▶ PROBLEM TO SOLVE
For each line in the records that contains "coordinates", make a copy.

═════ DATA UNDER STUDY

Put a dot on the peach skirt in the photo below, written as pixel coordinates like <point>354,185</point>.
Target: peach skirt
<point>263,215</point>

══════════
═════ DATA UNDER STUDY

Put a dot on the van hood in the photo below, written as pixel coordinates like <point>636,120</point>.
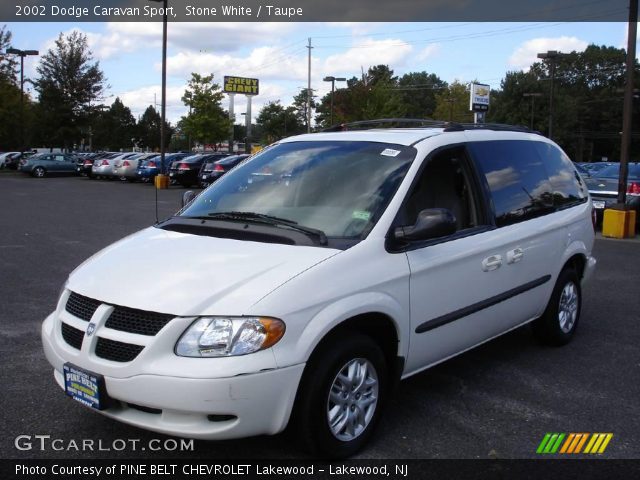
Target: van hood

══════════

▶ SOLUTION BELOW
Put a dot on the peach skirt in the photo below, written as pixel coordinates like <point>354,185</point>.
Put a dot on the van hood in the photo below, written as pixel coordinates like <point>636,120</point>.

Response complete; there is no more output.